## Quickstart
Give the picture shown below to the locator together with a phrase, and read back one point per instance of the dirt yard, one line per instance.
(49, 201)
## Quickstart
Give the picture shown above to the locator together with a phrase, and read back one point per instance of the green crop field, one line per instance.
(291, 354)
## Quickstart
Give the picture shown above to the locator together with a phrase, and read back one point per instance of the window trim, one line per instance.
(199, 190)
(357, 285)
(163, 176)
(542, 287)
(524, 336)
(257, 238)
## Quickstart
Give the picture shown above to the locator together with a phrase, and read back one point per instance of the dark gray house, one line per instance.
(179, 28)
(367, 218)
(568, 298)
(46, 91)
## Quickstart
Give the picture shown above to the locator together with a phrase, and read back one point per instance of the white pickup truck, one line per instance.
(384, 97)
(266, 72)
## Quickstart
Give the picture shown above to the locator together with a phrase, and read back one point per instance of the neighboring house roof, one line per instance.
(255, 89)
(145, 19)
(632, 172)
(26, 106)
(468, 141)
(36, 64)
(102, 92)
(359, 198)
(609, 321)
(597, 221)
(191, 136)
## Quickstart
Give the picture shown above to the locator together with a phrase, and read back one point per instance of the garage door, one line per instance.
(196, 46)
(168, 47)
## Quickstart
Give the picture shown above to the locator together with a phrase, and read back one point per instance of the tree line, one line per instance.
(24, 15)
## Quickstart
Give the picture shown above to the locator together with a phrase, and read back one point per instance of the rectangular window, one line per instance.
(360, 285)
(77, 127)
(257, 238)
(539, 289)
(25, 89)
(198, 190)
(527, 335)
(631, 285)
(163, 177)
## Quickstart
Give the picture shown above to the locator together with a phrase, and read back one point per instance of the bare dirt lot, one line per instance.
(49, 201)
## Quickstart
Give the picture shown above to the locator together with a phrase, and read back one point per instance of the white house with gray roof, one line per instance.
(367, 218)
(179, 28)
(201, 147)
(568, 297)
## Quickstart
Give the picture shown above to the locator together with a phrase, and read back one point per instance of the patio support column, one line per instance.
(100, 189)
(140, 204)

-=-=-

• [Activity]: Above are some records; repeat all of them exactly.

• [Reply to the exercise]:
## Quickstart
Give the picture shown below to the locator together with a phrase, and read back one point per instance of the dirt yard, one line per instance.
(49, 201)
## Quickstart
Give the picture shown above to the locator together with a phrase, and read back one point per instance of the green crop field, one line per instance.
(291, 354)
## Quickstart
Give the picture shown above to the locator together with a phrase, and read back one point per instance of the window trim, one line per instance.
(199, 190)
(357, 285)
(163, 176)
(542, 287)
(524, 336)
(257, 238)
## Quickstart
Give the picture shown above to the locator together with a phrase, and read back one point per instance of the dark gray house, one line per instance.
(179, 28)
(367, 218)
(568, 298)
(46, 91)
## Quickstart
Give the picture shown above to the locator together with a phrase, and read back one point per instance of the white pickup truck, one line per instance.
(384, 97)
(266, 72)
## Quickstart
Give the picture shown above to the locator together with a phrase, and read back one point per instance of the neighboring house roof, one line per instance.
(255, 89)
(145, 19)
(632, 172)
(26, 106)
(468, 141)
(36, 64)
(102, 92)
(359, 198)
(609, 321)
(597, 221)
(191, 136)
## Quickstart
Give the picture shown above to the locator together with a phrase, and read back one point per instance of the garage door, one line per instance.
(196, 46)
(168, 47)
## Quickstart
Give the picture shown above to the locator together with a phrase, and read back one point per instance of the tree line, one line per instance.
(24, 15)
## Quickstart
Give the picture shown above to the locator together with a phrase, and read back one point per instance of the rectangular window, one line per instance.
(360, 285)
(77, 127)
(257, 238)
(539, 289)
(25, 89)
(198, 190)
(527, 335)
(631, 285)
(163, 177)
## Quickstart
Give the picture shown above to the locator together with a phrase, and read back one point per instance of the bare dirt lot, one line per instance.
(49, 201)
## Quickstart
Give the picture shown above to the locator together with a phrase, and read back one point per instance of the white house with gray roof, one line per instance.
(367, 218)
(179, 28)
(201, 147)
(568, 297)
## Quickstart
Give the picture shown above to the locator together with a phrase, and read back one point per instance of the patio support column, one line per instance.
(100, 189)
(140, 204)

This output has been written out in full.